* Page text
The child from twelve to twenty-four months of age is a joy to have around some of the time, that is. This child is growing at an incredible rate, learning to walk, learning to touch, learning to love, and learning to say No for the first time. All of this can be quite a handful for the new parent.
In this first book in the series from the renowned Gesell Institute, which includes Your One-Year-Old through Your Ten- to Fourteen-Year-Old, the authors discuss all important questions that concern the twelve- to twenty-four-month-old child. They examine the various stages of development between infancy and toddlerhood: what new things the child can do; how the child acts with parents and other people; what the child thinks and feels.
Included in this book:
Sleeping and feeding routines
A one-year-old's view of the world and herself
Accomplishments and abilities
The basics of toilet training
Stories from real life
A list of age-appropriate toys and books
A bibliography for parents
Louise Bates Ames and her colleagues synthesize a lifetime of observation of children, consultation, and discussion with parents. These books will help parents to better understand their children and will guide them through the fascinating and sometimes trying experiences of modern parenthood. Donald J. Cohen, M.D., Director, Yale Child Study Center, Irving B. Harris Professor of Child Psychiatry, Pediatrics, and Psychology, Yale School of Medicine
About the Author
Louise Bates Ames is a lecturer at the Yale Child Study Center and assistant professor emeritus at Yale University. She is co-founder of the Gesell Institute of Child Development and collaborator or co-author of three dozen or so books, including The First Five Years of Life, Infant and Child in the Culture of Today, Child Rorschach Responses, and the series Your One-Year-Old through Your Ten- to Fourteen-Year-Old. She has one child, three grandchildren, and four great-grandchildren. Frances L. Ilg wrote numerous books, including The Child from Five to Ten, Youth: The Years from Ten to Sixteen, and Child Behavior, before her death in 1981. She was also a co-founder of the Gesell Institute of Child Development at Yale."

* Task description
Can you copy the book description word for word, starting with "The child from twelve" and going on through "the new parent."? The records have nothing to do with the book description.

* Information given
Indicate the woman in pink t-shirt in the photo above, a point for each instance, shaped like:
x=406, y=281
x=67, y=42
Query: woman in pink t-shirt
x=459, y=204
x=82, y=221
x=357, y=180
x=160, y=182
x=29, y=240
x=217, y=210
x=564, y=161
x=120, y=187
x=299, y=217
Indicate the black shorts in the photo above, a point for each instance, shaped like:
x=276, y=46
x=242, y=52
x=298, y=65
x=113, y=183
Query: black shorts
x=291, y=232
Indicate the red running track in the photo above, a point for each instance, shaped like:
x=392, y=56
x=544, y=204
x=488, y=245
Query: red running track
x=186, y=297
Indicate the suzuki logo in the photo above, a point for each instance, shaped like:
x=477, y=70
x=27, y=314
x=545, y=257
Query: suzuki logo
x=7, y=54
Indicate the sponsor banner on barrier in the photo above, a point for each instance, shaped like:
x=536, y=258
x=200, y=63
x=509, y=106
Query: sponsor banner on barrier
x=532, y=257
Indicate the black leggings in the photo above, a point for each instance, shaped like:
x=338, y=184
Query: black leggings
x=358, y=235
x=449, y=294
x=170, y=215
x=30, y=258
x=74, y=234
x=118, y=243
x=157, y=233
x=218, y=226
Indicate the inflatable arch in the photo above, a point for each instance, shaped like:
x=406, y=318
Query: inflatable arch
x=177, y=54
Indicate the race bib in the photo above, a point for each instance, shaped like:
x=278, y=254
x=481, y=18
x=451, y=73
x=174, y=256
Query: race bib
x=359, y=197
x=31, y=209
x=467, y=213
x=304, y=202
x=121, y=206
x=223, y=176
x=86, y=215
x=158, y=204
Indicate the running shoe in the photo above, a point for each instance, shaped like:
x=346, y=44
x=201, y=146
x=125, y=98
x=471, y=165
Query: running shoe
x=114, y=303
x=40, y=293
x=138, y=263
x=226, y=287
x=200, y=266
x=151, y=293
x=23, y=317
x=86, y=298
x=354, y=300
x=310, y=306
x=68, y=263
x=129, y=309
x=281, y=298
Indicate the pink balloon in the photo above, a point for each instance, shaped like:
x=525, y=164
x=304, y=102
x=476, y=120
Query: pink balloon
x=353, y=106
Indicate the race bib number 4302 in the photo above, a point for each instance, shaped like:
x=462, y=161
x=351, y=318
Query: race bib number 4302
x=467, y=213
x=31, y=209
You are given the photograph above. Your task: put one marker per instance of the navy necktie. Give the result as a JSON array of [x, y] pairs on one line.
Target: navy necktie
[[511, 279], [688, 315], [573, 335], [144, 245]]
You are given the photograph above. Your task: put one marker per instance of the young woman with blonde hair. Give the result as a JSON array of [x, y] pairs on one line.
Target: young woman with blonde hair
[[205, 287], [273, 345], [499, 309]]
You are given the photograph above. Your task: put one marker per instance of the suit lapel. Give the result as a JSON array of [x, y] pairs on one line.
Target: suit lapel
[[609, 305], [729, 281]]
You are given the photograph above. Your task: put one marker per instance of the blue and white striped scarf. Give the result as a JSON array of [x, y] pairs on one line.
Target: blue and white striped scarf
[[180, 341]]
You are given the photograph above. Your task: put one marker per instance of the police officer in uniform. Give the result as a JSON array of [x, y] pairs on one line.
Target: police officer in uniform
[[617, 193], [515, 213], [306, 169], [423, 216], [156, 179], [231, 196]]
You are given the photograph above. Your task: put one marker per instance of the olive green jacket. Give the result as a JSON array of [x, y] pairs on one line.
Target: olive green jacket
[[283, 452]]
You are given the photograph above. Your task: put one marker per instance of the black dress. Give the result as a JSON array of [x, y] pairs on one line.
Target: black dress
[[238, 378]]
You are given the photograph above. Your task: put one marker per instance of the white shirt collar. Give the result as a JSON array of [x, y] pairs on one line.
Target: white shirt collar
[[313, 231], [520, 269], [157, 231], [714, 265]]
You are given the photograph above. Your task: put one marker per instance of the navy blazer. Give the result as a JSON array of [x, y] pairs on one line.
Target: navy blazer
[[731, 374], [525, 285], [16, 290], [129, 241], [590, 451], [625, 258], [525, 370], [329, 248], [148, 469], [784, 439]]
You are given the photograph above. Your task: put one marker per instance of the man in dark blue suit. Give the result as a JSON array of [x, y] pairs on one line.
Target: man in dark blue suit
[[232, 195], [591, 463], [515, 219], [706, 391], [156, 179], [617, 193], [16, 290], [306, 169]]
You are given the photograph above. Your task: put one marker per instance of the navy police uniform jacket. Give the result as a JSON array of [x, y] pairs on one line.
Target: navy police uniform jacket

* Written response
The child from twelve to twenty-four months of age is a joy to have around some of the time, that is. This child is growing at an incredible rate, learning to walk, learning to touch, learning to love, and learning to say No for the first time. All of this can be quite a handful for the new parent.